### SELECTED PASSAGE
Beefy Boxes and Bandwidth Generously Provided by pair Networks
Problems? Is your data what you think it is?
 
PerlMonks  

Re^8: BUG: code blocks don't retain literal formatting -- could they?

by perl-diddler (Chaplain)
on Sep 20, 2016 at 08:33 UTC ( [id://1172206]=note: print w/replies, xml ) Need Help??


in reply to Re^7: BUG: code blocks don't retain literal formatting -- could they?
in thread BUG: code blocks don't retain literal formatting -- could they?

I'm pretty sure that whatever PM sense (proper UTF8 encoded responses or whatever), have no effect on what the Content-type has for charset and encoding attributes. A website can set the Content-type charset and encoding attribs to whatever. That is independent of what they send in the content stream. I.e. Doing one doesn't force the other. They can both be done independently -- however, having them in agreement might be less confusing to some browsers.

Likely what is so, is that those who are interested in UTF8 set their browsers to assume that encoding for pages that don't declare an encoding since many HTML4 websites that don't declare encoding still use UTF8 on their website -- whether by intention or by users typing in UTF8 strings that later get displayed to others. I.e. when we use UTF8, most of us see it properly as UTF8 chars on our browsers, already. What is at issue is that the code blocks convert such things into html-enties when it scans our input into the site, but it doesn't convert them on output because they are in code blocks.

The bug is that they are converted into HTML-entities in the first place.

Too bad no one is interested in fixing this. I guess they went AWOL... ;-)

  • Comment on Re^8: BUG: code blocks don't retain literal formatting -- could they?

Replies are listed 'Best First'.
Re^9: BUG: code blocks don't retain literal formatting -- could they?
by choroba (Cardinal) on Sep 20, 2016 at 10:57 UTC
    > What is at issue is that the code blocks convert such things into html-enties when it scans our input into the site, but it doesn't convert them on output because they are in code blocks.

    No, that's not what happens. Higher unicode characters are converted to entities always , not only in code blocks. The problem is they're displayed correctly outside of code blocks on output, but incorrectly inside: because PerlMonks doesn't parse the nodes and doesn't render code blocks differently to other parts. That makes the fix complicated: the site would have to start parsing the content of the nodes.

    ($q=q:Sq=~/;[c](.)(.)/;chr(-||-|5+lengthSq)`"S|oS2"`map{chr |+ord }map{substrSq`S_+|`|}3E|-|`7**2-3:)=~y+S|`+$1,++print+eval$q,q,a,
Re^9: BUG: code blocks don't retain literal formatting -- could they? (browser)

### A data block
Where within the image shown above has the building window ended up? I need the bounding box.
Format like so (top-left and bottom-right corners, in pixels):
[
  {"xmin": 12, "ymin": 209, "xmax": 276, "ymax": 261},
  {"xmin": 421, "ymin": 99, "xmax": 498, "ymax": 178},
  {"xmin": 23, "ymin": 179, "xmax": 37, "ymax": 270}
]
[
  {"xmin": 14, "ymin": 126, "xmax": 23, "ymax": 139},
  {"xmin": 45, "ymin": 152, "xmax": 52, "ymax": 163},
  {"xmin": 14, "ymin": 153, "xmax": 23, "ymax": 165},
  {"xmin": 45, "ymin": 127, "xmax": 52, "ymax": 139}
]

### CHALLENGES
1: Copy the thread's part that opens with the words containing "by perl-diddler (Chaplain)" and closes with "to some browsers.", renaming "Content-type" to "Content-Type header" each time it occurs.
2: Please retype the records line for line, with no changes.

### SOLUTIONS TO THE TASKS
1:
by perl-diddler (Chaplain)
on Sep 20, 2016 at 08:33 UTC ( [id://1172206]=note: print w/replies, xml ) Need Help??


in reply to Re^7: BUG: code blocks don't retain literal formatting -- could they?
in thread BUG: code blocks don't retain literal formatting -- could they?

I'm pretty sure that whatever PM sense (proper UTF8 encoded responses or whatever), have no effect on what the Content-Type header has for charset and encoding attributes. A website can set the Content-Type header charset and encoding attribs to whatever. That is independent of what they send in the content stream. I.e. Doing one doesn't force the other. They can both be done independently -- however, having them in agreement might be less confusing to some browsers.

2:
Where within the image shown above has the building window ended up? I need the bounding box.
Format like so (top-left and bottom-right corners, in pixels):
[
  {"xmin": 12, "ymin": 209, "xmax": 276, "ymax": 261},
  {"xmin": 421, "ymin": 99, "xmax": 498, "ymax": 178},
  {"xmin": 23, "ymin": 179, "xmax": 37, "ymax": 270}
]
[
  {"xmin": 14, "ymin": 126, "xmax": 23, "ymax": 139},
  {"xmin": 45, "ymin": 152, "xmax": 52, "ymax": 163},
  {"xmin": 14, "ymin": 153, "xmax": 23, "ymax": 165},
  {"xmin": 45, "ymin": 127, "xmax": 52, "ymax": 139}
]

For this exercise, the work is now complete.